** Data follows **

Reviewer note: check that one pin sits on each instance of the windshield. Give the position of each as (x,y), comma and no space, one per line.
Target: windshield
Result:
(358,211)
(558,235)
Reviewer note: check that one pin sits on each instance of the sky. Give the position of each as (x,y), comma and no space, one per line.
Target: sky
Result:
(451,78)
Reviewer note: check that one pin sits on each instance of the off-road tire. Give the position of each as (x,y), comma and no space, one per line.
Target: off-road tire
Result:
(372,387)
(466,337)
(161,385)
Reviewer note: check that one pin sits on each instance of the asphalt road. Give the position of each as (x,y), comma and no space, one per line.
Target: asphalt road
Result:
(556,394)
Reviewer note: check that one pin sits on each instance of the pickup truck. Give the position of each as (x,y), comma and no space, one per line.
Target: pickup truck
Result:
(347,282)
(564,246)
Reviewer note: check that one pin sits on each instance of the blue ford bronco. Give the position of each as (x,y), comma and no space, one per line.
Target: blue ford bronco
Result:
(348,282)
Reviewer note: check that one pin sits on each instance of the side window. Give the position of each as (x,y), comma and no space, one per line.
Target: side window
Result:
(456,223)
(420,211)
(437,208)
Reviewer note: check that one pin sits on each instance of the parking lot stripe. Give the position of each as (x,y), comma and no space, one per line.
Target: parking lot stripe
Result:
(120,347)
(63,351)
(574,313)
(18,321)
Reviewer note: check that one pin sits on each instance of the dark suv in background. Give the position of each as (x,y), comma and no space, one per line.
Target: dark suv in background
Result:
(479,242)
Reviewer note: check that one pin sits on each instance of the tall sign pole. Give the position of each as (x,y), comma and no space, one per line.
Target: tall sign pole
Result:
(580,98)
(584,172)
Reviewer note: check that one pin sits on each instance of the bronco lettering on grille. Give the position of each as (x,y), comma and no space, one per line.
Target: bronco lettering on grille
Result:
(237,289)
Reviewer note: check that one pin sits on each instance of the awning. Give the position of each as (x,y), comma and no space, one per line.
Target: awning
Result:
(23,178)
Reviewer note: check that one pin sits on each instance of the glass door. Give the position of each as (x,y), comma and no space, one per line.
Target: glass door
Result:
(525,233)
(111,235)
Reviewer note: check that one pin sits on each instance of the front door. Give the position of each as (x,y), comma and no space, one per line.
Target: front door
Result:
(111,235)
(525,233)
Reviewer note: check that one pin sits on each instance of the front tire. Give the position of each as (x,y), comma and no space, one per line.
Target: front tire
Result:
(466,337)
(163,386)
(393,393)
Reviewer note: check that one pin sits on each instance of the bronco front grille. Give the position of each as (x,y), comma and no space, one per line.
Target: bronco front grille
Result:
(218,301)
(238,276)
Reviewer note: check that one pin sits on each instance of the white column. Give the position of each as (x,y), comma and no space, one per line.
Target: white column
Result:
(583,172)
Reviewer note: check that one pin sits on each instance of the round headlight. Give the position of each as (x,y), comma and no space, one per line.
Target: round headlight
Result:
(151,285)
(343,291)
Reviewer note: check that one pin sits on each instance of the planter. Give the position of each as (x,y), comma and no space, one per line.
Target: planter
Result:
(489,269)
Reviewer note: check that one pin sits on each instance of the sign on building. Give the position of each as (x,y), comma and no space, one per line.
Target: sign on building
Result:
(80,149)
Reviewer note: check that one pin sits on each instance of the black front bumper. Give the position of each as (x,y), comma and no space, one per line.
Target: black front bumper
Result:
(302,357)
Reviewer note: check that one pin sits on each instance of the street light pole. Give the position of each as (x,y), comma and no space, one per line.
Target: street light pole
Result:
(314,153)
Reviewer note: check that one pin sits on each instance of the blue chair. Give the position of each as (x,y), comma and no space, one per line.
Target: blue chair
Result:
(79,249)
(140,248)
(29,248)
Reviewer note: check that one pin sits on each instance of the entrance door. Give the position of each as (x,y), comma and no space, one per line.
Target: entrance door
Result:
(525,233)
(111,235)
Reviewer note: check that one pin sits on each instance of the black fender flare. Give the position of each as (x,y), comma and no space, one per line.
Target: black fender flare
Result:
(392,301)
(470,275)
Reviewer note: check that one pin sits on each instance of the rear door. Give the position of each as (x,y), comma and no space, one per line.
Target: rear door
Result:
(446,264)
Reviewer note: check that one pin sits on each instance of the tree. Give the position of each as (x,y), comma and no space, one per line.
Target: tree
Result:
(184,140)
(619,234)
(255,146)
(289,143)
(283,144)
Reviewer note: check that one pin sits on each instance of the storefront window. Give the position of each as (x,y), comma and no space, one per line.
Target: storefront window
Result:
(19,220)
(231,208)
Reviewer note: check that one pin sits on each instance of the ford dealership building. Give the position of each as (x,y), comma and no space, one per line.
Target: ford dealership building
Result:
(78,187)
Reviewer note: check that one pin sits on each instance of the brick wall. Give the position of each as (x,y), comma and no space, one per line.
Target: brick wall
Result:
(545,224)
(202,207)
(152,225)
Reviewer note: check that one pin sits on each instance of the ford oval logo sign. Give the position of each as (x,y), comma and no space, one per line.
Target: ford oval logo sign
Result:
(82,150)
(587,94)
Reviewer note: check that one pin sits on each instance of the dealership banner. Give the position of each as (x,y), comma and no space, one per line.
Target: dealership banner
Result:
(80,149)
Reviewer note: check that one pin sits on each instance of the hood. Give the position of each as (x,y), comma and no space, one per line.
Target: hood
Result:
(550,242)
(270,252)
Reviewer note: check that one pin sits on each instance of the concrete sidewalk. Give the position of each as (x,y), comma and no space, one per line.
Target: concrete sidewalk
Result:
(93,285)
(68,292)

** End of Data **

Word for word, write out every record.

Result of the exercise:
Reviewer note: check that one pin sits on each instance of the windshield. Give the position of each as (x,y), comma and no space, one per line.
Target: windshield
Result:
(358,211)
(558,235)
Reviewer note: check that one pin sits on each instance of the sky. Give the position of each as (x,y), comma and no space, one per line.
Target: sky
Result:
(451,78)
Reviewer note: check that one pin sits on each instance of the off-road tire. Give the position of each as (x,y), comma and no space, one per line.
Target: off-road tire
Result:
(372,387)
(466,337)
(161,385)
Reviewer note: check that one pin sits on each instance of the asphalt road. Give the position of each as (x,y), comma and no space, one per line.
Target: asphalt road
Result:
(556,394)
Reviewer note: check that one pin sits on each instance of the pickup truck. Give the position of each as (x,y), comma and no space, one per line.
Target: pickup truck
Result:
(347,282)
(564,246)
Reviewer note: check that one pin sits on each instance of the blue ford bronco. Give the position of each as (x,y), comma and no space, one per line.
Target: blue ford bronco
Result:
(348,282)
Reviewer note: check that one pin sits on each instance of the side window. Give the position of each as (x,y), comma and no space, one per line.
Target: side window
Result:
(456,223)
(420,211)
(437,208)
Reviewer note: check that one pin sits on each instance of the parking lot stripe. Give the position of each as (x,y), comma and no space, one per line.
Target: parking lot stripe
Result:
(120,347)
(63,351)
(574,313)
(18,321)
Reviewer note: check that one pin sits on each instance of the dark suv in background. Give the position of each as (x,y), comma and no space, one per line.
Target: dark suv in background
Result:
(479,242)
Reviewer note: check that one pin sits on each instance of the tall sign pole. Give the position of each as (x,y), comma and no space, one per line.
Target: tall sign pole
Result:
(580,98)
(584,172)
Reviewer note: check that one pin sits on each instance of the bronco lettering on grille. Give the position of each as (x,y), comma and no space, one per line.
Target: bronco lettering on grille
Result:
(237,289)
Reviewer note: check that one pin sits on each instance of the awning. Give the position of each as (x,y), comma and no space, one per line.
Target: awning
Result:
(23,178)
Reviewer note: check that one pin sits on each instance of the glass door. Give the position of each as (x,y), comma and no space, one per line.
Target: glass door
Result:
(525,233)
(111,235)
Reviewer note: check that one pin sits on each instance of the front door. Give the position of each as (x,y), comma and no space, one per line.
Target: front door
Result:
(111,235)
(525,233)
Reviewer note: check that one pin sits on each instance of the front tire. Give the position of each as (x,y), comma and no space, one per line.
Target: front tire
Result:
(466,337)
(163,386)
(393,393)
Reviewer note: check that one pin sits on each instance of the bronco front grille. Give the position of each as (x,y), comma and no space, one per line.
Target: bronco front grille
Result:
(218,301)
(238,276)
Reviewer note: check that one pin sits on each instance of the white column. Give the position of each as (x,y), comma and no space, one per line.
Target: white column
Result:
(583,172)
Reviewer note: check that one pin sits on each instance of the round headlight. Give the position of each as (x,y), comma and no space, one per line.
Target: round headlight
Result:
(151,285)
(343,291)
Reviewer note: check that one pin sits on each instance of the planter. Give the position of each as (x,y), comma and no space, one per line.
Target: planter
Result:
(489,269)
Reviewer note: check that one pin sits on each instance of the sign on building. Give the position of each as (x,y), comma and no space, one per line.
Target: sign on building
Result:
(80,149)
Reviewer note: check that one pin sits on each instance of the black front bumper. Give the position of each as (x,y), comma and no space, one per line.
Target: black front bumper
Result:
(302,357)
Reviewer note: check that one pin sits on each instance of the street light pole. Give the position of each as (x,y), comma and no space, one per line.
Target: street light pole
Result:
(314,153)
Reviewer note: check that one pin sits on each instance of the blue chair. Give the position of each as (x,y), comma and no space, one per line.
Target: blue chair
Result:
(79,249)
(140,248)
(29,248)
Reviewer note: check that one pin sits on each instance of the entrance door. Give the position of each as (x,y), comma and no space, one per line.
Target: entrance door
Result:
(525,233)
(111,235)
Reviewer note: check that one pin sits on each instance of the black fender flare. Give the position of each as (x,y), comma and no space, one per line.
Target: black fender flare
Result:
(392,301)
(470,275)
Reviewer note: check that one pin sits on each instance of the rear door. Give the position of each as (x,y), comma and no space, one per line.
Target: rear door
Result:
(446,264)
Reviewer note: check that one pin sits on each instance of the tree. Give the position of each as (x,y), comma and no space, one per line.
Target: tree
Result:
(184,140)
(619,234)
(255,146)
(289,143)
(283,144)
Reviewer note: check that one pin sits on each instance of the storefront window. Give the position of each as (x,y), comma and no space, one per line.
Target: storefront window
Result:
(19,220)
(231,208)
Reviewer note: check that one pin sits on each instance of the ford dealership building. Give the position of each as (x,y), comma and no space, one per line.
Target: ford dealership building
Result:
(78,187)
Reviewer note: check that one pin sits on each instance of the brick wall. Give the position of each as (x,y), comma and no space, one per line.
Target: brick wall
Result:
(545,224)
(202,207)
(152,225)
Reviewer note: check that one pin sits on each instance of the ford oval logo sign. Give the position of each as (x,y), comma and no space, one per line.
Target: ford oval logo sign
Result:
(82,150)
(587,94)
Reviewer note: check that one pin sits on each instance of the dealership banner. Give the position of each as (x,y), comma and no space, one per line.
Target: dealership banner
Result:
(80,149)
Reviewer note: check that one pin sits on each instance of the hood. Give the position of each as (x,y), comma and no space, one per line.
Target: hood
Result:
(550,242)
(270,252)
Reviewer note: check that one pin sits on each instance of the concrete sidewalk. Give the position of each as (x,y), comma and no space, one per line.
Target: concrete sidewalk
Result:
(93,285)
(68,292)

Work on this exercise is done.